What needs to be done:
Each record below should be given again exactly as it reads.

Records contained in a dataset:
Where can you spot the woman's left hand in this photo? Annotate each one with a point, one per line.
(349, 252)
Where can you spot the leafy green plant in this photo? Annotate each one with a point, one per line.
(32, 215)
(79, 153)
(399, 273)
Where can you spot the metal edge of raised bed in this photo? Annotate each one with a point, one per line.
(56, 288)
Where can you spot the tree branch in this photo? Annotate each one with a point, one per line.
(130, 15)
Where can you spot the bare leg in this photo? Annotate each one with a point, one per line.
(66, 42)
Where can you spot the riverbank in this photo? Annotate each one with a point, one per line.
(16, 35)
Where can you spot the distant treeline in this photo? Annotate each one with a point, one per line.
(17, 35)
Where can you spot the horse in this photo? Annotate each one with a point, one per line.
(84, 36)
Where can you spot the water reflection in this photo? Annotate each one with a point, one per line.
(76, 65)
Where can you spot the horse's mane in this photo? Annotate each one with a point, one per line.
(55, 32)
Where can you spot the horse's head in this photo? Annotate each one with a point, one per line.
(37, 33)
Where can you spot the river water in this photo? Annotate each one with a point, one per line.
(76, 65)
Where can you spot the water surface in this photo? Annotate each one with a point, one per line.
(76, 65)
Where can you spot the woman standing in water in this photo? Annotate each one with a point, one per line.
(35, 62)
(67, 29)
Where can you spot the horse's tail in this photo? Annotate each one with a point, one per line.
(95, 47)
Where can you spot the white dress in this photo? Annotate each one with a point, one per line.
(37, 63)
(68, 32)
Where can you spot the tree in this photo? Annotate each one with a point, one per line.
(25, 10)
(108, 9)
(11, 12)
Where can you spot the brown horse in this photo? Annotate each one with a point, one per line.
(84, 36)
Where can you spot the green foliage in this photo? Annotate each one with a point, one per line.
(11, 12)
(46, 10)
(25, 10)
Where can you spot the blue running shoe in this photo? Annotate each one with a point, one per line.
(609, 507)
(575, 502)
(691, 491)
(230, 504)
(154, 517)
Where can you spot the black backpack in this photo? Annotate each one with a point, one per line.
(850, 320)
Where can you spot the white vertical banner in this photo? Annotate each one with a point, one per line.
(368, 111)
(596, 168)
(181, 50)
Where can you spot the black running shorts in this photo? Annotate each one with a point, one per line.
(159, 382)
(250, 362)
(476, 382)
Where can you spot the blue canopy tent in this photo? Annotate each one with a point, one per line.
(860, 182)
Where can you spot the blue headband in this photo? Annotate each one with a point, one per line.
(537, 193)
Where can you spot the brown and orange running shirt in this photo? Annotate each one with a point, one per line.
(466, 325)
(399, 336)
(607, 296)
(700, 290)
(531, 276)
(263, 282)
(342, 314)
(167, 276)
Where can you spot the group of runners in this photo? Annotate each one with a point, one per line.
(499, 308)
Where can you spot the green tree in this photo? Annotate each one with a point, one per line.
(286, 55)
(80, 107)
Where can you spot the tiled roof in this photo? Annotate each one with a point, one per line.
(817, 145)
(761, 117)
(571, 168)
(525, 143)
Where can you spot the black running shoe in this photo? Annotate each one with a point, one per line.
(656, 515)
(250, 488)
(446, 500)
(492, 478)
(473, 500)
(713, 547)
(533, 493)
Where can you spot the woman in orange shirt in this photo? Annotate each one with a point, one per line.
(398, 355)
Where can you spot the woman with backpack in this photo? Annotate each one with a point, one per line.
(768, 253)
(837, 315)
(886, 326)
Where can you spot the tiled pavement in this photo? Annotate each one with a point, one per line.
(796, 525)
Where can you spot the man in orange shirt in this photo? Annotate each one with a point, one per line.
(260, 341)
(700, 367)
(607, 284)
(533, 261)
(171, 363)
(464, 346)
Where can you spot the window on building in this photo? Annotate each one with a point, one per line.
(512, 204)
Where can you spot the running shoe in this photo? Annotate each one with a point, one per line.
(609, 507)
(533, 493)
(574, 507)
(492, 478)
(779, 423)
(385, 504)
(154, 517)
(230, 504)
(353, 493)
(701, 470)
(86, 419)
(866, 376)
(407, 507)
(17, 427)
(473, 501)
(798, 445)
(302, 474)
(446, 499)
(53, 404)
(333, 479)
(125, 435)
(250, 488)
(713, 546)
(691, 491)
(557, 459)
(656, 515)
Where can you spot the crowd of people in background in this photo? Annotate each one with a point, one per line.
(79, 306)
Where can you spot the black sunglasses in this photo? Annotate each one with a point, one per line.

Answer section:
Where can you spot the woman's left hand in this photo? Annotate each one with a point, one per line.
(349, 252)
Where can you spot the leafy green plant in this photo? Annotate each one with a point, one per line.
(32, 215)
(79, 153)
(399, 273)
Where can you spot the metal edge of raised bed in this photo? Annotate each one with a point, one per line.
(56, 288)
Where can you spot the tree branch in this photo? Annotate each one with a point, one per line.
(130, 15)
Where can you spot the bare leg in this photo? Annotate each one with a point, one per line.
(66, 42)
Where can you spot the riverbank in this photo? Annotate each one with a point, one per line.
(16, 35)
Where can you spot the distant treeline in this photo? Annotate each one with a point, one per line.
(17, 35)
Where can you spot the horse in this photo? Annotate each one with a point, one per line.
(84, 36)
Where can you spot the water reflection in this photo? Annotate each one with a point, one per line.
(76, 65)
Where can you spot the horse's mane in this photo? Annotate each one with a point, one per line.
(55, 32)
Where can you spot the horse's head in this photo? Annotate each one with a point, one per line.
(37, 33)
Where can you spot the river water in this photo? Annotate each one with a point, one per line.
(76, 65)
Where can you spot the water surface in this photo? Annotate each one with a point, one per line.
(76, 65)
Where can you spot the woman standing in water in this photo? Annotate each one with a point, one per line.
(35, 62)
(67, 29)
Where can you spot the horse's tail in this photo? Annotate each one with a point, one per line.
(95, 47)
Where can you spot the white dress in this photo? Annotate each one with a point, one per line.
(37, 63)
(68, 32)
Where can you spot the tree in this photo? Annotate each one with a point, one per line.
(25, 10)
(108, 9)
(11, 12)
Where can you spot the brown horse in this photo? Annotate each one with a point, one per line.
(84, 36)
Where can you spot the green foliage in this photo? Annotate each one with a point, one per line.
(11, 12)
(46, 10)
(25, 10)
Where can you spot the blue running shoe in this photo? Annotate each one with a point, one per line.
(609, 507)
(575, 502)
(691, 491)
(230, 504)
(154, 517)
Where can you spot the black backpack in this photo? Annotate each one with a point, one per line.
(850, 320)
Where can you spot the white vertical banner in this photo? Annotate each one with a point, one per line.
(368, 111)
(596, 168)
(181, 50)
Where can you spot the black running shorts in this photo? Annotate each one with a point, one per line.
(159, 382)
(250, 362)
(476, 382)
Where can you spot the blue canopy tent in this photo? Annotate each one with a point, one per line.
(860, 182)
Where can you spot the blue headband in this photo? Annotate each one with a point, one per line.
(537, 193)
Where can you spot the brown and orange running shirt in this photo? Annotate each one with a point, one per line.
(466, 325)
(399, 336)
(607, 296)
(700, 290)
(531, 276)
(263, 282)
(342, 314)
(167, 276)
Where can you spot the group of runners in this photo? Annotate each one with a point, one per line.
(499, 308)
Where can you spot the green tree in this photo? Annotate each one with a point, one per line.
(286, 55)
(80, 107)
Where can you spot the tiled roof in this photo? Annotate each one with a point, one per line.
(817, 145)
(761, 117)
(571, 168)
(525, 143)
Where can you spot the black running shoe in this photo? Annotate each one with a point, one per line.
(656, 515)
(250, 488)
(446, 500)
(492, 478)
(473, 500)
(713, 547)
(533, 493)
Where can you spot the woman in orange shirt in this photo? Annotate each one with a point, one per line.
(398, 355)
Where can you spot the woman with backpack in this photo? Annotate each one with a point, one per line.
(768, 253)
(837, 315)
(886, 326)
Where can you spot the tiled pavement in this photo? Annotate each one with a point, one per line.
(796, 525)
Where can you spot the man in orange shirt in this photo? Annotate each one with a point, one per line.
(260, 341)
(700, 367)
(607, 284)
(533, 261)
(171, 363)
(464, 346)
Where can you spot the window on building in this photo? Annotate each one with a point, one per line.
(512, 204)
Where can you spot the running shoe in this photo? Annotate each one with a point, one per line.
(609, 507)
(533, 493)
(574, 507)
(492, 478)
(779, 423)
(385, 504)
(154, 517)
(230, 504)
(353, 493)
(701, 470)
(86, 419)
(866, 376)
(407, 507)
(17, 427)
(473, 501)
(798, 445)
(302, 474)
(446, 499)
(53, 404)
(333, 479)
(125, 435)
(250, 488)
(713, 546)
(691, 491)
(557, 459)
(656, 515)
Where can you spot the crowd of people in background in this photo? Annotate each one with a point, one per line.
(79, 306)
Where can you spot the black sunglasses in this photo? Annotate each one with a point, one per line.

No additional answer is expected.